▸ TEXTO SELECCIONADO
►

Un hombre interiormente bueno, mucho antes de pronunciar una palabra, ya ha actuado de manera saludable sobre sus semejantes. Por otro lado, un hombre que oculta la falta de armonía, la impureza, la ausencia de sinceridad, un espíritu de interés o ambición en lo más profundo de su ser, siempre ejercerá una acción que corrompe y contamina a los demás, incluso si no hace propaganda explícita sobre sus ideas, porque el peor contagio es la corrupción íntima de su personalidad. Y por mucho que un hombre así hable de la belleza, la virtud y la grandeza de la Creación, todo su celo dejará a los oyentes indiferentes y fríos, si no los lastima y ofende.

◄

▸ ENUNCIADO 1
Responde a estas preguntas sobre el texto acerca del hombre interiormente bueno:
(a) ¿Qué ha hecho ya un hombre interiormente bueno antes de pronunciar una palabra?
(b) ¿Cuál es, según el texto, el peor contagio?
(c) ¿Cómo deja a los oyentes el celo de un hombre así cuando habla de la belleza, la virtud y la grandeza de la Creación?

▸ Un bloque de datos
►

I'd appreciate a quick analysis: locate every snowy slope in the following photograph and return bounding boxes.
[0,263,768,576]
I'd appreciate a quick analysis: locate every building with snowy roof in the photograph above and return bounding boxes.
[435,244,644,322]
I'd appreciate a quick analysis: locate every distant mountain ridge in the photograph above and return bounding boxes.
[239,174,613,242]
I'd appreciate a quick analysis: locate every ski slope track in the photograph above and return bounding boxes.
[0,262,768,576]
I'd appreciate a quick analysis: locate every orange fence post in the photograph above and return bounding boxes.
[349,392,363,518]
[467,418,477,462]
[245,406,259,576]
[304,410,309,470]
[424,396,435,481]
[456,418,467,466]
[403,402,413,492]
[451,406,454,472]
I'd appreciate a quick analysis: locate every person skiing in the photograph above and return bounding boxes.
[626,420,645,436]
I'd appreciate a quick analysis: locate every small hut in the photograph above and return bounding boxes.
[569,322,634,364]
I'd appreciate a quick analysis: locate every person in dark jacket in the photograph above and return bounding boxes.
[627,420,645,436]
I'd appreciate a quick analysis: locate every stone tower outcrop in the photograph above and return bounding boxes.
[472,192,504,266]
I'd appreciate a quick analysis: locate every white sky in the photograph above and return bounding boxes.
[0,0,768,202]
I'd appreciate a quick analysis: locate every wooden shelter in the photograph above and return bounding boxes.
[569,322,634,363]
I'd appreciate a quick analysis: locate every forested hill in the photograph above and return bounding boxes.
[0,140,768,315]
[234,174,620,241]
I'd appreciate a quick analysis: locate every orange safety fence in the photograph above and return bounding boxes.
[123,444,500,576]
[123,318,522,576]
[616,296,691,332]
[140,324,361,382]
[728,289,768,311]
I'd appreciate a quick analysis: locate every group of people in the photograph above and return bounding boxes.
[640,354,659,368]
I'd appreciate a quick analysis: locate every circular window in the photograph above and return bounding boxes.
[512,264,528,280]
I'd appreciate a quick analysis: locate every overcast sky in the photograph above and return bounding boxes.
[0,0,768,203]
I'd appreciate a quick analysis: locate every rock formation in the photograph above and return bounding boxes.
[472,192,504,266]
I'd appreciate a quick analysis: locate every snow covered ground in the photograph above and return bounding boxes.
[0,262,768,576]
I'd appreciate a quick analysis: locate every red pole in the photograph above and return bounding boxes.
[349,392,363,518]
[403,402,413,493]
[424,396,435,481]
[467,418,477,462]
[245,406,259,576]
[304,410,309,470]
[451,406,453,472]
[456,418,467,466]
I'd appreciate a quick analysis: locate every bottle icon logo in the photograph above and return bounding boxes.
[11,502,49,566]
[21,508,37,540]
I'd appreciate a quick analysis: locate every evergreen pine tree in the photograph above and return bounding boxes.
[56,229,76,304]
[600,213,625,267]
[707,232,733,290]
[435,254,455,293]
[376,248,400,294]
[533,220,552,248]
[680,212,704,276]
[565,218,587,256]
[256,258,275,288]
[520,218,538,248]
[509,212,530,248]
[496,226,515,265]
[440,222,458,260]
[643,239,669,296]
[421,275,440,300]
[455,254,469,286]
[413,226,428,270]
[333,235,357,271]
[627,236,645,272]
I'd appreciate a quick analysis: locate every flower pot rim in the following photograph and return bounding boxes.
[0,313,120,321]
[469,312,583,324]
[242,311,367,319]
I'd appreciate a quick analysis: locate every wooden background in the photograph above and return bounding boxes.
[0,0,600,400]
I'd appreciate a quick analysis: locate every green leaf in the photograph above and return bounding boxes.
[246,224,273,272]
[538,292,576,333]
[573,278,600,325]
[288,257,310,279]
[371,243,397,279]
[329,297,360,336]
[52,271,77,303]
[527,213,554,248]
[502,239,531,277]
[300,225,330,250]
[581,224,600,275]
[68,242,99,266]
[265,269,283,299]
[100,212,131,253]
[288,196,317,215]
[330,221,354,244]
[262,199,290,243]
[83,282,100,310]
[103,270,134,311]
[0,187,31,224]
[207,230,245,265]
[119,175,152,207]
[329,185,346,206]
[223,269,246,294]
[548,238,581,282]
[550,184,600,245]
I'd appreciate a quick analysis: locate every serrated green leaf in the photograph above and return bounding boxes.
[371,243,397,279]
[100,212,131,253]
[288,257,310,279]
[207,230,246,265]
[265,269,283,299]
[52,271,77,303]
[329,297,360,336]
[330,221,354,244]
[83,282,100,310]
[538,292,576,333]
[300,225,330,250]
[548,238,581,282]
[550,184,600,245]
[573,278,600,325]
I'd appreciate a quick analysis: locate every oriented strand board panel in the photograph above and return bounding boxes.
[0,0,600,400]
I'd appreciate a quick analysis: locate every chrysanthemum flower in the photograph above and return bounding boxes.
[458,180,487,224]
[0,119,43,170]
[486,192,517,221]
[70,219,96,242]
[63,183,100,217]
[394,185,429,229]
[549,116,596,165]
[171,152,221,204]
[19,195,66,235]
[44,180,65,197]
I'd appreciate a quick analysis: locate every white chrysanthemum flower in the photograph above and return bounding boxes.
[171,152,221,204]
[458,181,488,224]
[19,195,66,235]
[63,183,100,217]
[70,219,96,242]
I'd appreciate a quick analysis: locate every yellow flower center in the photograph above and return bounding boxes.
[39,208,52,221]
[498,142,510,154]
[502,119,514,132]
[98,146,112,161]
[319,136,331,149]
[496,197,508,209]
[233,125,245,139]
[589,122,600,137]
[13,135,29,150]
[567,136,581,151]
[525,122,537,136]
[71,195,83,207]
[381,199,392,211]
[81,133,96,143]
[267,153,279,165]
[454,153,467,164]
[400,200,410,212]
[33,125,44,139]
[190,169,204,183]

◄

▸ ENUNCIADO 2
Reúne todas las líneas de los registros que contengan la palabra "slope", distinguiendo entre mayúsculas y minúsculas.

▸ RESPUESTA 1
(a) Ya ha actuado de manera saludable sobre sus semejantes.
(b) La corrupción íntima de su personalidad.
(c) Los deja indiferentes y fríos, si no los lastima y ofende.

▸ RESPUESTA 2
I'd appreciate a quick analysis: locate every snowy slope in the following photograph and return bounding boxes.
I'd appreciate a quick analysis: locate every ski slope track in the photograph above and return bounding boxes.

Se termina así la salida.